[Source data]
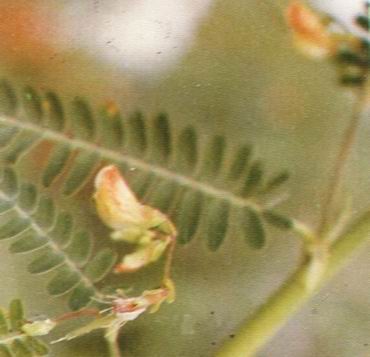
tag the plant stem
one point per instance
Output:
(113, 347)
(336, 179)
(292, 295)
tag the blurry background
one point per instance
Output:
(228, 67)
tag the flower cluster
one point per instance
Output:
(131, 222)
(320, 36)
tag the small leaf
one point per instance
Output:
(5, 351)
(82, 120)
(32, 105)
(277, 181)
(163, 196)
(217, 224)
(187, 150)
(80, 247)
(40, 348)
(62, 230)
(45, 263)
(278, 220)
(7, 134)
(56, 163)
(23, 143)
(29, 241)
(4, 328)
(137, 141)
(45, 213)
(54, 114)
(27, 197)
(8, 99)
(9, 184)
(240, 162)
(100, 265)
(161, 138)
(188, 216)
(20, 349)
(254, 178)
(111, 132)
(80, 297)
(13, 226)
(83, 168)
(213, 157)
(16, 314)
(253, 229)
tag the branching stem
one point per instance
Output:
(259, 328)
(349, 137)
(270, 317)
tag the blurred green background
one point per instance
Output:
(240, 77)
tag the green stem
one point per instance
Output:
(293, 294)
(113, 346)
(343, 156)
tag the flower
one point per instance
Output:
(310, 33)
(131, 221)
(122, 310)
(144, 255)
(39, 327)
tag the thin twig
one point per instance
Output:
(169, 259)
(342, 158)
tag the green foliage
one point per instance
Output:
(183, 174)
(13, 341)
(35, 226)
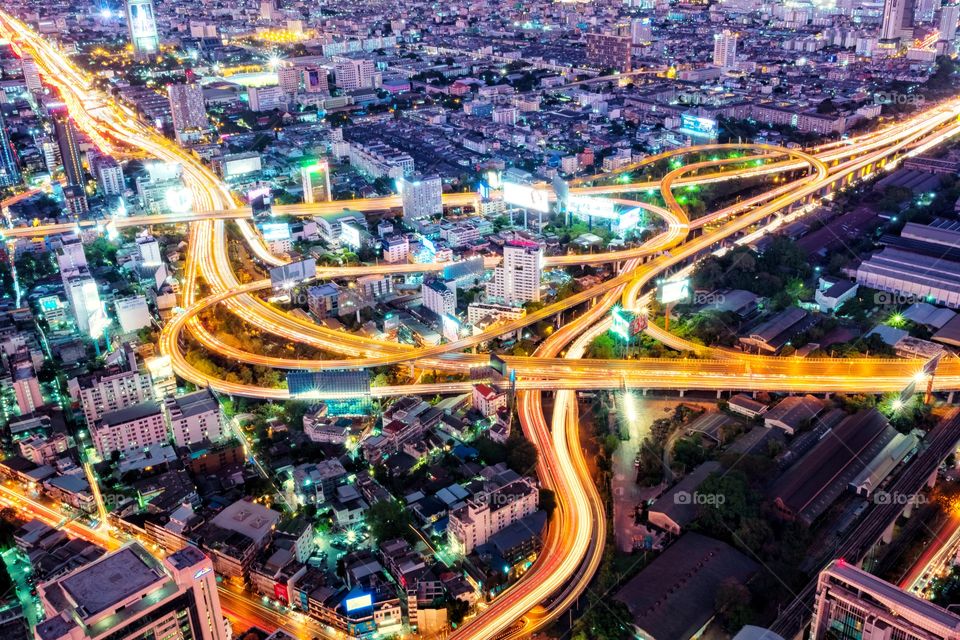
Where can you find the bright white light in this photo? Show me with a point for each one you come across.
(179, 199)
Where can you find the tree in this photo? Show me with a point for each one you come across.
(387, 520)
(521, 454)
(732, 604)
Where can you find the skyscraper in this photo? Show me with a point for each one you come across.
(354, 74)
(517, 279)
(142, 24)
(949, 16)
(9, 172)
(422, 196)
(315, 179)
(187, 110)
(131, 594)
(852, 603)
(31, 75)
(725, 50)
(609, 51)
(897, 20)
(66, 135)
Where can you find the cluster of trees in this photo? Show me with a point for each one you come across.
(777, 273)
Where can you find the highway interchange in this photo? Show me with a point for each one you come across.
(575, 537)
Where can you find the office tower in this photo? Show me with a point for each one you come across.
(725, 50)
(315, 179)
(440, 296)
(517, 279)
(353, 74)
(109, 175)
(949, 16)
(26, 386)
(9, 172)
(853, 604)
(187, 110)
(422, 196)
(897, 20)
(31, 74)
(66, 135)
(288, 76)
(142, 24)
(608, 51)
(640, 30)
(266, 98)
(131, 594)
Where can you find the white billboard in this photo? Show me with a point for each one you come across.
(275, 231)
(525, 196)
(289, 275)
(143, 26)
(589, 206)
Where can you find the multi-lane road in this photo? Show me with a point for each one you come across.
(572, 549)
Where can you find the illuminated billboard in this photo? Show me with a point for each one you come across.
(588, 206)
(677, 291)
(698, 124)
(362, 601)
(526, 197)
(143, 26)
(288, 275)
(178, 199)
(275, 231)
(350, 235)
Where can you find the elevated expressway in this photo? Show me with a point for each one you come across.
(572, 551)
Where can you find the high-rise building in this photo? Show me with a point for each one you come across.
(422, 196)
(194, 418)
(314, 80)
(86, 304)
(440, 296)
(853, 604)
(66, 135)
(26, 386)
(123, 385)
(725, 49)
(897, 20)
(611, 51)
(9, 172)
(288, 77)
(266, 98)
(131, 594)
(315, 179)
(109, 175)
(31, 74)
(351, 73)
(142, 25)
(136, 427)
(517, 279)
(187, 110)
(949, 16)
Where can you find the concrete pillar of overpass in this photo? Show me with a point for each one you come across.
(887, 536)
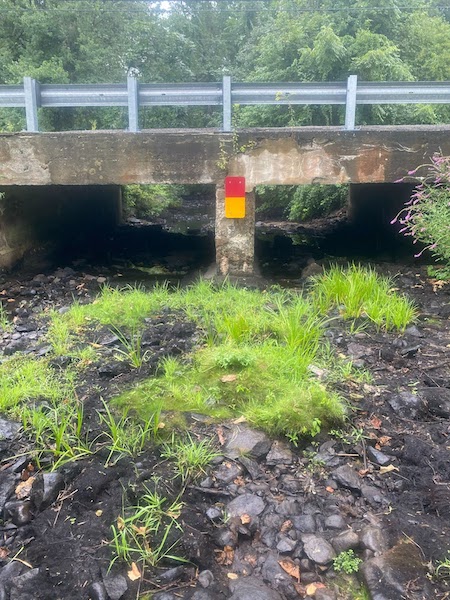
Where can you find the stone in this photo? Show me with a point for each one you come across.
(205, 578)
(408, 405)
(304, 523)
(279, 454)
(346, 540)
(335, 522)
(245, 441)
(228, 472)
(347, 477)
(438, 401)
(378, 457)
(251, 588)
(397, 573)
(373, 538)
(8, 429)
(116, 586)
(246, 504)
(318, 549)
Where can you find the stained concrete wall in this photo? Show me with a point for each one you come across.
(264, 156)
(63, 216)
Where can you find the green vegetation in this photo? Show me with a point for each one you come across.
(189, 456)
(146, 201)
(143, 532)
(358, 292)
(442, 568)
(347, 562)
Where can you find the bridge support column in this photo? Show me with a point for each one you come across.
(235, 238)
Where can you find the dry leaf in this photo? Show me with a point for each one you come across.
(226, 556)
(291, 568)
(375, 422)
(134, 572)
(312, 588)
(387, 469)
(241, 419)
(228, 378)
(23, 489)
(220, 436)
(286, 526)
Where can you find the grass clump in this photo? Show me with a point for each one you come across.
(143, 534)
(360, 292)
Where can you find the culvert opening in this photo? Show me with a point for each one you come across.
(351, 221)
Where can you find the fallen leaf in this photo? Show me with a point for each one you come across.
(312, 588)
(134, 572)
(220, 436)
(228, 378)
(23, 489)
(241, 419)
(375, 422)
(226, 556)
(291, 568)
(387, 469)
(286, 526)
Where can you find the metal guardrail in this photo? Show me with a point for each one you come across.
(134, 95)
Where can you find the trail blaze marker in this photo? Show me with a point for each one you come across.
(235, 197)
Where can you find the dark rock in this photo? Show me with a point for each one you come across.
(19, 512)
(279, 454)
(205, 578)
(24, 586)
(408, 405)
(392, 574)
(8, 429)
(438, 400)
(305, 523)
(245, 441)
(373, 538)
(335, 522)
(97, 591)
(346, 540)
(228, 471)
(347, 477)
(378, 457)
(318, 549)
(250, 588)
(251, 465)
(116, 586)
(246, 504)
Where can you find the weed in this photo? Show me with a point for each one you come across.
(442, 569)
(347, 562)
(360, 292)
(189, 456)
(125, 437)
(5, 324)
(143, 532)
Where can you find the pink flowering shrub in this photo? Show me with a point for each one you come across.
(426, 215)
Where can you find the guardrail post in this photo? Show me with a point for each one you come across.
(350, 104)
(133, 103)
(226, 102)
(32, 101)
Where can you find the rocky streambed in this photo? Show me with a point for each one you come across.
(268, 520)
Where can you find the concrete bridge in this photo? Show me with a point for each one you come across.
(33, 164)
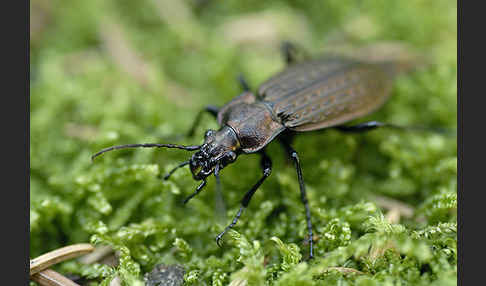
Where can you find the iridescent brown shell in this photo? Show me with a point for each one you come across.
(329, 92)
(306, 96)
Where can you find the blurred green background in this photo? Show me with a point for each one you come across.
(115, 72)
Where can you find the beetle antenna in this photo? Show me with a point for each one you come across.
(177, 167)
(199, 188)
(146, 145)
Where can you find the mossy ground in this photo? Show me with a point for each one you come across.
(115, 72)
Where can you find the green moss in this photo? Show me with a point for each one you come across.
(184, 56)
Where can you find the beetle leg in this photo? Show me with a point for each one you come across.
(220, 205)
(213, 110)
(303, 195)
(266, 164)
(370, 125)
(167, 176)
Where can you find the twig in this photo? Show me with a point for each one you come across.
(46, 260)
(50, 277)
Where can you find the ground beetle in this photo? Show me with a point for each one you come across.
(307, 95)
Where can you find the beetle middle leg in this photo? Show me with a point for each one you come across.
(303, 195)
(213, 110)
(266, 164)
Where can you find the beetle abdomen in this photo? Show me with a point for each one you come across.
(324, 93)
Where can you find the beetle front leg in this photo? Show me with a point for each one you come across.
(213, 110)
(266, 164)
(303, 195)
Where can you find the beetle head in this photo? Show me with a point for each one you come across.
(220, 148)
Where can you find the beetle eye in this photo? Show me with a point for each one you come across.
(208, 133)
(232, 156)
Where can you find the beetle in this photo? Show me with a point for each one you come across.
(307, 95)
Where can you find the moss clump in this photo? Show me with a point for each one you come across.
(114, 72)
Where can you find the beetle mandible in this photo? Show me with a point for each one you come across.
(307, 95)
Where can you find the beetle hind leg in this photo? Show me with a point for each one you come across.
(370, 125)
(303, 194)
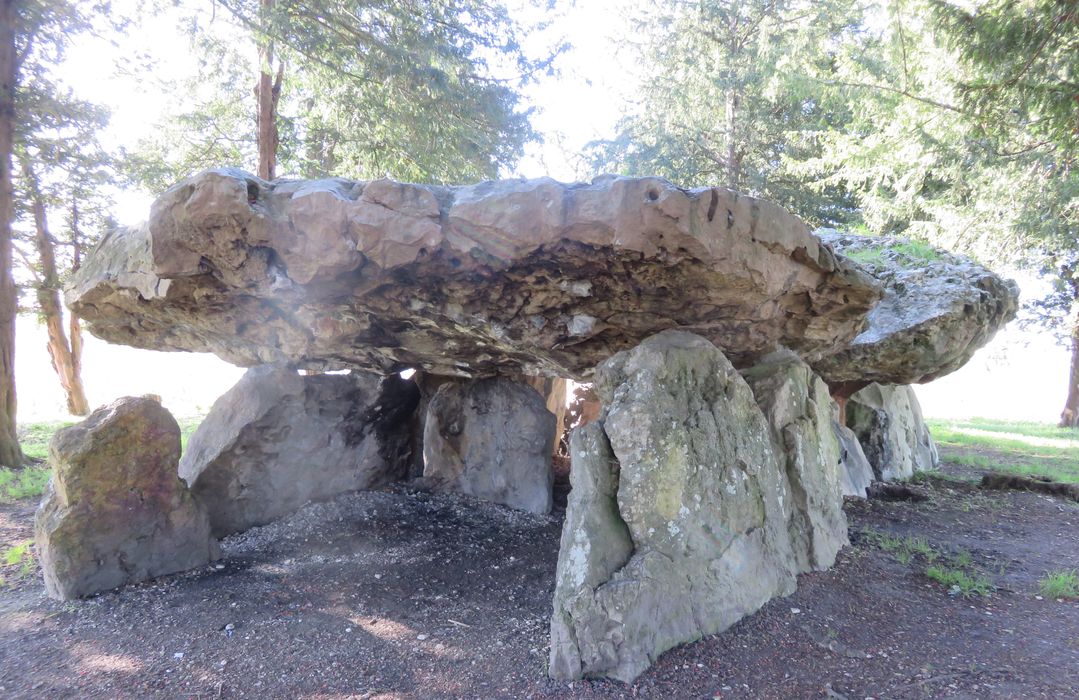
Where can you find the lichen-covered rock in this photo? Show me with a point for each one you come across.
(491, 439)
(889, 426)
(596, 543)
(114, 511)
(856, 472)
(938, 309)
(277, 440)
(797, 407)
(701, 495)
(509, 277)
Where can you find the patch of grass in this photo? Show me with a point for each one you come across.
(956, 572)
(1060, 584)
(17, 560)
(910, 250)
(967, 584)
(23, 483)
(1018, 448)
(33, 438)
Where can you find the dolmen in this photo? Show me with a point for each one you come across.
(750, 373)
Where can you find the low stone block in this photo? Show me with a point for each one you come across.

* REQUIRED TASK *
Repeat exactly, and only, the lines from the line containing "Where can you find the patch" through the last line of the records above, both included.

* EXERCISE OUTPUT *
Where can you find the patch of grass in this photo? Show me with a point for each one you come across.
(956, 572)
(1060, 584)
(17, 560)
(910, 250)
(967, 584)
(23, 483)
(1018, 448)
(33, 438)
Where can you find the dolmen in this photo? Show me with a point for each one you come across.
(750, 373)
Where can you find the low stone block in this photo? Show me with a point for each one you come across.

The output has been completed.